(Document excerpt):
You may only want to step outside the hotel door for a cigarette or to check if your taxi is on time, but each time you enter you must pass the metal detector and your bag is scanned.
It is annoying, but is it too much?

For many it provides a safety blanket, a sure bet that your hotel will be safe from any suicide bombers and for a country that has a huge reliance on tourism that is a bet Egyptians want to win.

Sometimes it is the food, the people, the dress, the night-life, the social activities that divides one culture from another, for me it was the security.
Security is a loose term in Ireland, we don’t need it, so it gets little use. But even if we did need it, could we do it? I don’t think so not to that extent, we are too trusting and too lazy to be all the time on the watch out for terrorism activity.

The difference between Ireland and Egypt? The security.

Tuesday, 23 October 2012

Money scams at home and abroad


Going to any foreign speaking country with a different culture to your own, brings risk.
The biggest and most probable of those risks is that you will get fleeced for money.

Egyptian pounds
(c) fifiheavey
You will hand over too much money for services or goods. It may be by mistake or it may be that you want to avoid any international catastrophes.

Egypt is one of these countries where its inhabitants are professionally qualified to rid you of your money. And lucky for you they take any currency you have!
I am not talking about pick pockets here, no my experience of Egyptians is that they rather to politely ask you for your cash. Maybe for a tip or perhaps for some item that you do not want.

I didn't want a papyrus painting. I wanted to see the pyramids and go into the Egyptian museum and see the the Khan Ali-Kalili market. I also wanted to experience real Egyptian culture.
I did all of those things but I also bought a papyrus painting and some essence. I could have said no, I could have just walked away, at no point did I feel my safety was in danger - but still I felt pressured, I felt guilty and in the end I bought a painting.

(Information supplied):
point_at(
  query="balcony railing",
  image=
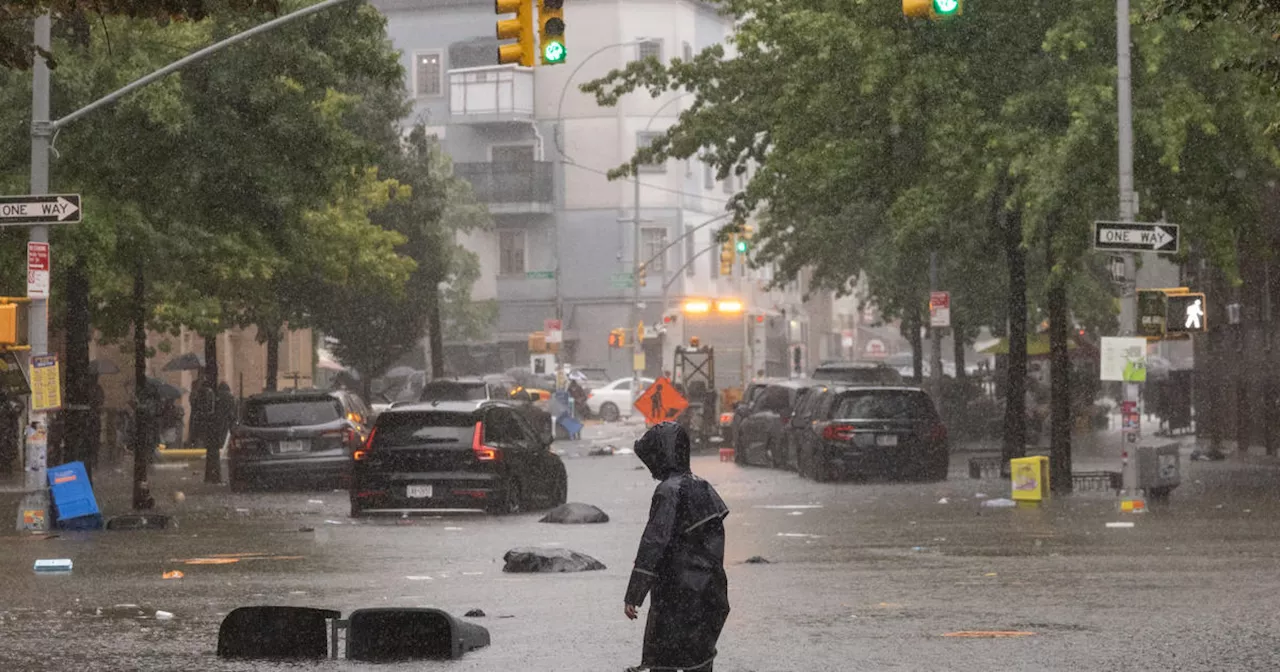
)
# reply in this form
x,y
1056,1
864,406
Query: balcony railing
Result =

* * *

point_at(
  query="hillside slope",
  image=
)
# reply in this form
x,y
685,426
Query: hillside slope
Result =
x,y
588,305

(Set of tasks):
a: According to the Egypt travel blog, what is the difference between Ireland and Egypt?
b: Pick up the Egypt travel blog after its last sentence and keep writing in the same voice.

(Answers to the tasks):
a: The security.

b:
Khan Ali-Kalili market, Cairo
(c) fifiheavey
My first 24-48 hours in Cairo were very expensive.
The main reason for that was it was my first time in Egypt and I stupidly told people that.
It is the first question Egyptians ask tourists. And the reason is if you say no then you probably know better than to trust them, but if you say yes – they have you!
So after 48 hours I was angry, I was resolved to be rude if I had to, to avoid spending unnecessary money on things, services I did not want.
And I mastered it, I haggled for my life, I walked away, I said 'NO' a lot and even tried to turn a money trick back on a native. I was a pro!

But then I got a huge shock, I had been fleeced for money long before I entered this new culture.
I was “robbed” at London Heathrow Airport.
My next door neighbours in the UK, of similar culture and the same language had tricked me out of so much more money than a hard working taxi man in Cairo ever could.


My flight to Cairo stopped over in Heathrow from Dublin. At the airport I realised that we would be landing in Cairo after midnight and was unsure if airport banks and exchanges would be open at that time. So I picked one out of the hundreds of currency exchanges shinning in the departure lounge in Heathrow.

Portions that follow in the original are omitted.